Data provided Block Start

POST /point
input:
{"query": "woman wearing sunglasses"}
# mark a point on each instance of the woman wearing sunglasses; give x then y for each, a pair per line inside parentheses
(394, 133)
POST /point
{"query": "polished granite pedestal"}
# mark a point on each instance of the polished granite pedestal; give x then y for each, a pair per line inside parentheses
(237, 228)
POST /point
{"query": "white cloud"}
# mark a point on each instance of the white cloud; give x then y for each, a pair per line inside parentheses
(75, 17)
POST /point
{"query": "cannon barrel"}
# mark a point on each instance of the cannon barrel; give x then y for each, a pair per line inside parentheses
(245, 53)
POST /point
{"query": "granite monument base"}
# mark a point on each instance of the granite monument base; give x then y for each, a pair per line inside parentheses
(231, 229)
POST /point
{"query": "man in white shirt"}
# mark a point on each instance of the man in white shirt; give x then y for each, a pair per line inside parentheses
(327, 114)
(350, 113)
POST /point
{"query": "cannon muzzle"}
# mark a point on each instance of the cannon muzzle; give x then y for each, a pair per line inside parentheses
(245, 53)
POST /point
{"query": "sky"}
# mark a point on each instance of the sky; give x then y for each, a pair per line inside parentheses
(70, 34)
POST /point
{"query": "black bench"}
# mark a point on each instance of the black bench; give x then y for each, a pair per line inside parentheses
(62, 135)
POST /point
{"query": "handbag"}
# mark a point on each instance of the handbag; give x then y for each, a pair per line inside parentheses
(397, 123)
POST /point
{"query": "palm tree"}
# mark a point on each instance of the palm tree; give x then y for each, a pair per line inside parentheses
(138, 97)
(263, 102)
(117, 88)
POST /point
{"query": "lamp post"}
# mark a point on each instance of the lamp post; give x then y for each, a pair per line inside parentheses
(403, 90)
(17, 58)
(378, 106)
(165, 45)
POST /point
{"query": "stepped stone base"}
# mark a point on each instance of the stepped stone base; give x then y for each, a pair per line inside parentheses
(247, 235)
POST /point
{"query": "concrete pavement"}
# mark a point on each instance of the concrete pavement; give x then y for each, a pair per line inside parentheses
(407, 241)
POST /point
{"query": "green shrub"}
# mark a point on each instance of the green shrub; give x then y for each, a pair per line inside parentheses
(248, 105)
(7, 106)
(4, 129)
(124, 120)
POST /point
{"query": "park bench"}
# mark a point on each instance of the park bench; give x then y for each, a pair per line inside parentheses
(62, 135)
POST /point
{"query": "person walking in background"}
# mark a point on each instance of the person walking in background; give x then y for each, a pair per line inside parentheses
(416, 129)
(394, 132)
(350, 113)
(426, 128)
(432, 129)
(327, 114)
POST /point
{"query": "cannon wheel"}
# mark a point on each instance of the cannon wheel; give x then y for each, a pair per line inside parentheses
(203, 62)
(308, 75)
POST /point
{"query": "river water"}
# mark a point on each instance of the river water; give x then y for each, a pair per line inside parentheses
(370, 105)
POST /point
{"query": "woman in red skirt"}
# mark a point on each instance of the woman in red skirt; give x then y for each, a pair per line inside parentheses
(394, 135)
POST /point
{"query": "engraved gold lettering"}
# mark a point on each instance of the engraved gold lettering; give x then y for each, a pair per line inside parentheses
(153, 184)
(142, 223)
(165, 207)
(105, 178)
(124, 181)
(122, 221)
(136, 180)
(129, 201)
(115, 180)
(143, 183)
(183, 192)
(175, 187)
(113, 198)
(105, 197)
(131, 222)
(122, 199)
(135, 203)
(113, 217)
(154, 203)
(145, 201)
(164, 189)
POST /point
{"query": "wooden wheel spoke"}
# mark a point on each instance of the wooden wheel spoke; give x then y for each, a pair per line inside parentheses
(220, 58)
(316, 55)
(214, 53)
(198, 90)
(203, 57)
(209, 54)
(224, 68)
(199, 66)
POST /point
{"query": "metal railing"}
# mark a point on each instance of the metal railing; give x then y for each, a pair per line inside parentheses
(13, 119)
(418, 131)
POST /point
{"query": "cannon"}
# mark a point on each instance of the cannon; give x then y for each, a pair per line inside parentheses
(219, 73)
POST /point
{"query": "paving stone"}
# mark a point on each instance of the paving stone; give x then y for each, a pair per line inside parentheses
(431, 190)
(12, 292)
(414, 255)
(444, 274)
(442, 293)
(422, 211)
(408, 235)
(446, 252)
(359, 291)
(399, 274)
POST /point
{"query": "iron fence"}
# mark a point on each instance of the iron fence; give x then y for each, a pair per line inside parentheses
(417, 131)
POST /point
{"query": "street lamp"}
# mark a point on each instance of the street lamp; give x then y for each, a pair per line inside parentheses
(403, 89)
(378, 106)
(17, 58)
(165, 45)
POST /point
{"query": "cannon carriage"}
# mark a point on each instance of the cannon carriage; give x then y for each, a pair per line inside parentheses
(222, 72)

Data provided Block End

Return, exactly and without additions, the lines that run from the one containing "# mark a point on each instance of the street" to the end of the material above.

*Result of the exercise*:
# mark a point on each instance of the street lamp; give x then y for each, a pair per line inside parentheses
(403, 89)
(378, 106)
(17, 58)
(165, 45)
POST /point
{"query": "cannon carriage"}
# mark a point on each instance of the cannon carriage; give x then y for each, a pair per line inside parentheses
(222, 72)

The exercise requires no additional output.